* start Text segment *

To AlucardZero: it is obvious this is not a question, it is a statement, therefore I am not asking for "an answer", I have the answer as I explained in my post and it is good enough for my needs.

To ondoho: the archive I am talking about is an archive, not a backup (an archive is an archive), it needs to be "unpacked" or "extracted", it is a "compressed" archive, not a backup copy that adds "~" at the end of the name of the file and it does not matter what letter is changed as it makes it a different file name.

I also found "cp" does the same thing, at least on my machine, it may not be a purely "Gedit" feature after all. I do not have enough experience to investigate.

My only wish is that this could be sorted out by "hackers" (in the good sense of the word) who like, or feel a need, to investigate those problems and improve something for the Linux community as I am sure I am not the only one to have that behaviour and many who have it may silently put up with it with a disgruntled view of Linux or Debian. We also have to remember Debian bases its reputation on stability and although this is not "unstable", it is an unwanted feature.

* end Text segment *

According to the post, which command besides Gedit shows the same behavior? Answer using only the post.

* start Given data *

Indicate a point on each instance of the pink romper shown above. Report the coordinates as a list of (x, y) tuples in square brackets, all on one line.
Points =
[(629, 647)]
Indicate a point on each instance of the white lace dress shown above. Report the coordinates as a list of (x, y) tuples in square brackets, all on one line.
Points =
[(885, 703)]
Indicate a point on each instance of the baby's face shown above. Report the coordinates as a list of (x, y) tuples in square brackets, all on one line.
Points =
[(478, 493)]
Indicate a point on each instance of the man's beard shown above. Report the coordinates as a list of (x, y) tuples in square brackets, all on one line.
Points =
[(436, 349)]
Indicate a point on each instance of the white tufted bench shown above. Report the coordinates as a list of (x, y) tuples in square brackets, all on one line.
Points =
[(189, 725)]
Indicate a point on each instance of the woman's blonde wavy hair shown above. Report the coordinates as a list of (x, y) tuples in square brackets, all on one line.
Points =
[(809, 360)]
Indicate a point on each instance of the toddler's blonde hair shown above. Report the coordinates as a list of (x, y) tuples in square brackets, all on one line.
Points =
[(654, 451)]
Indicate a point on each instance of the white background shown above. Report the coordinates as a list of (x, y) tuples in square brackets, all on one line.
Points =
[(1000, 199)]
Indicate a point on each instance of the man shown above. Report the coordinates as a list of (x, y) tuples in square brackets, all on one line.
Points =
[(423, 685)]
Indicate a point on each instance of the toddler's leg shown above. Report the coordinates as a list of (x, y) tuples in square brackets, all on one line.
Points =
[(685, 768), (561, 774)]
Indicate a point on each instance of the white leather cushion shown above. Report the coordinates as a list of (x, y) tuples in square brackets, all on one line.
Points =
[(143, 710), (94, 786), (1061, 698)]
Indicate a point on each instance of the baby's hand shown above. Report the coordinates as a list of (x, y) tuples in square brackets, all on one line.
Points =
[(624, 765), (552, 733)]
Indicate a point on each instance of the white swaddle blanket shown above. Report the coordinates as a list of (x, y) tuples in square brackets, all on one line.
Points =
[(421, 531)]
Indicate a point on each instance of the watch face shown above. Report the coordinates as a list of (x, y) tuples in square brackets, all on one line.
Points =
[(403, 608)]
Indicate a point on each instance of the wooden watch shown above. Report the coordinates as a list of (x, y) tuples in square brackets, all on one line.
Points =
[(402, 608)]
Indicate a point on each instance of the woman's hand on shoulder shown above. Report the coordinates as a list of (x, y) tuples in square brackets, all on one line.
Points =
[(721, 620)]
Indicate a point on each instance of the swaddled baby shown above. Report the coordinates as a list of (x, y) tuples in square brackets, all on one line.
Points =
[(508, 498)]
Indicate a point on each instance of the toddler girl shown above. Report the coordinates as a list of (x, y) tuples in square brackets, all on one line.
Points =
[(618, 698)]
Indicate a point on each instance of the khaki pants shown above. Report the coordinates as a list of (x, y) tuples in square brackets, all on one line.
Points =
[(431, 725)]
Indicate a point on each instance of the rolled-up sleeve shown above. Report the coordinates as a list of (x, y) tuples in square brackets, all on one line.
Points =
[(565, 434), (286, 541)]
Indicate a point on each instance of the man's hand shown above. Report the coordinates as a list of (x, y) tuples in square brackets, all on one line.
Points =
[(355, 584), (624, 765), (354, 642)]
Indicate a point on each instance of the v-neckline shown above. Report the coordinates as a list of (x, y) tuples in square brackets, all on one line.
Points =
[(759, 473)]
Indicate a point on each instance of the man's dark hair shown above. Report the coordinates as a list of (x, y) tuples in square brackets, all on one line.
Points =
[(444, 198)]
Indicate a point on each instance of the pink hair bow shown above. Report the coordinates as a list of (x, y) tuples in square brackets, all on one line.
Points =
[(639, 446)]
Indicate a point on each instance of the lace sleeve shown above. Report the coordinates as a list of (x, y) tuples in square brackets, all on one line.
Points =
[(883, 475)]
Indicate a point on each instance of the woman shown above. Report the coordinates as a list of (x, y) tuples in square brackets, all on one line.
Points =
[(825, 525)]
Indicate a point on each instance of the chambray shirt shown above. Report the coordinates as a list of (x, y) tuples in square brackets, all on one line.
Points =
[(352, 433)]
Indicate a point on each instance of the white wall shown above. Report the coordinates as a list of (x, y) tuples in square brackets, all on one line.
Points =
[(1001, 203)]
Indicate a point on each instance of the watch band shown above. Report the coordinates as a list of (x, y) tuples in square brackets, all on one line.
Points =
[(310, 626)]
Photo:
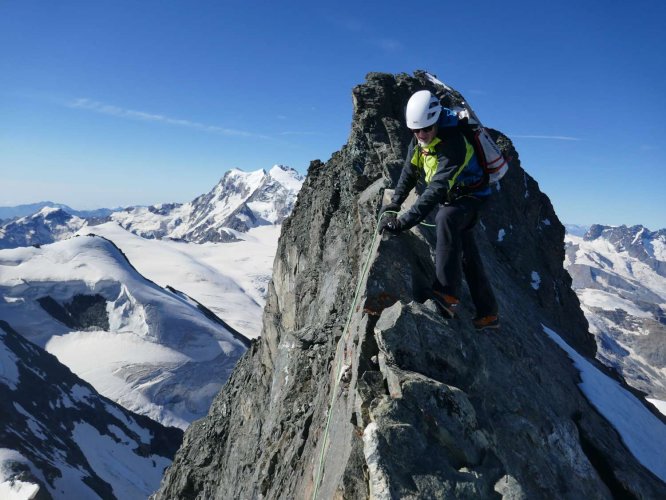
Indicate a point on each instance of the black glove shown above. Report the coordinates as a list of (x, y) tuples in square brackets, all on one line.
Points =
[(390, 223), (391, 207)]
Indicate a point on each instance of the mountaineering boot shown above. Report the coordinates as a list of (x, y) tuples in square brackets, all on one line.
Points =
[(486, 322), (446, 303)]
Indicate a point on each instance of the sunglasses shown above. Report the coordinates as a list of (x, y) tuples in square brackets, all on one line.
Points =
[(424, 129)]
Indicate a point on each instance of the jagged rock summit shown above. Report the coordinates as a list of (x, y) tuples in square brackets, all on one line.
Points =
[(380, 397)]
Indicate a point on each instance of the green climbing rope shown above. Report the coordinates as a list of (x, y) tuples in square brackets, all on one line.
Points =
[(343, 338)]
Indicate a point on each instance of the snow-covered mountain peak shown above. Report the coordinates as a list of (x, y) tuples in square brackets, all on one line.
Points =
[(47, 225), (238, 202), (136, 342), (286, 176)]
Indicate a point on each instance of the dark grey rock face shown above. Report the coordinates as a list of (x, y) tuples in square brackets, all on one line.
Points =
[(383, 398), (40, 228)]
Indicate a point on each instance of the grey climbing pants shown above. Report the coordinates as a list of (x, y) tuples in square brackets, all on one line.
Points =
[(456, 254)]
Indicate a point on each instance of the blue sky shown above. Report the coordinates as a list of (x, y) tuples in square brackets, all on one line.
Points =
[(109, 103)]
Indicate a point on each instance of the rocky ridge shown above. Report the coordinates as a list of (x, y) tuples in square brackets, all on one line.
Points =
[(387, 399), (239, 202)]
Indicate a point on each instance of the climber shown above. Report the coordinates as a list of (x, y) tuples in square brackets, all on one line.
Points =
[(456, 184)]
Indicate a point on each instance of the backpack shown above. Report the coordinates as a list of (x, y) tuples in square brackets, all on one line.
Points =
[(488, 153)]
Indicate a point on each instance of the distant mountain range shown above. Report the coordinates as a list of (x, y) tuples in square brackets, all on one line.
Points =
[(32, 208), (240, 201), (155, 351), (619, 274), (149, 347)]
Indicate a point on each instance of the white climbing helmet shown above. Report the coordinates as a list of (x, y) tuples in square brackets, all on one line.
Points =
[(423, 110)]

* end Given data *

§ **Full answer**
The "cp" command does the same thing, at least on the writer's machine.